- [Your goal]:
Only a number is wanted: how many lines in these records contain the word "spot"?
─── Records shown
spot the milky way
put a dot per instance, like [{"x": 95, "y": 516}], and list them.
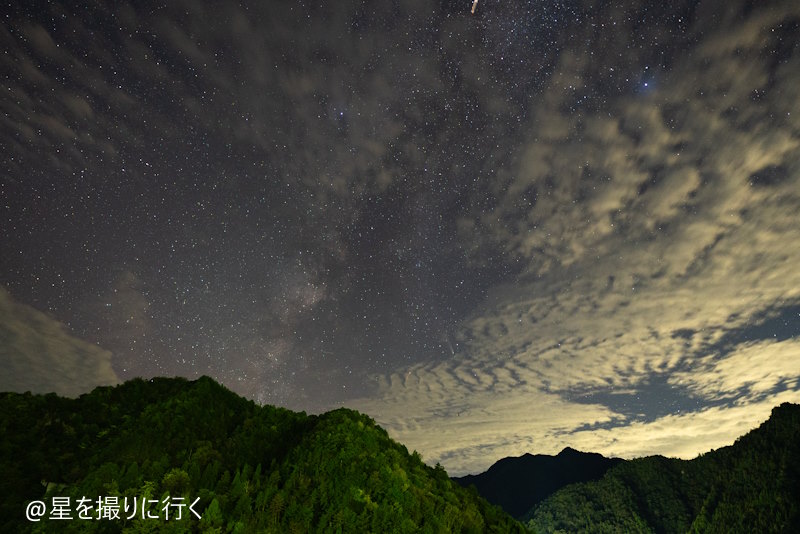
[{"x": 538, "y": 225}]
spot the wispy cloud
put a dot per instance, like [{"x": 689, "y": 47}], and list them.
[{"x": 653, "y": 228}]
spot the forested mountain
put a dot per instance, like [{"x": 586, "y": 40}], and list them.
[
  {"x": 254, "y": 469},
  {"x": 265, "y": 469},
  {"x": 751, "y": 486},
  {"x": 517, "y": 484}
]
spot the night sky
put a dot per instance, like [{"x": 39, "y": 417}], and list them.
[{"x": 549, "y": 223}]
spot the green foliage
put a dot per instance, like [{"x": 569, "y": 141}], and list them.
[
  {"x": 255, "y": 469},
  {"x": 752, "y": 486}
]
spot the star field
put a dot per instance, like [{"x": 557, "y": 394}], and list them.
[{"x": 439, "y": 218}]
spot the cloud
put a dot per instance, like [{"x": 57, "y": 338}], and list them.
[
  {"x": 655, "y": 230},
  {"x": 40, "y": 356}
]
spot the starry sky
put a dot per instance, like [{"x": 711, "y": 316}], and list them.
[{"x": 544, "y": 224}]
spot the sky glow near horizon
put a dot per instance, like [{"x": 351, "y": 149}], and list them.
──────
- [Response]:
9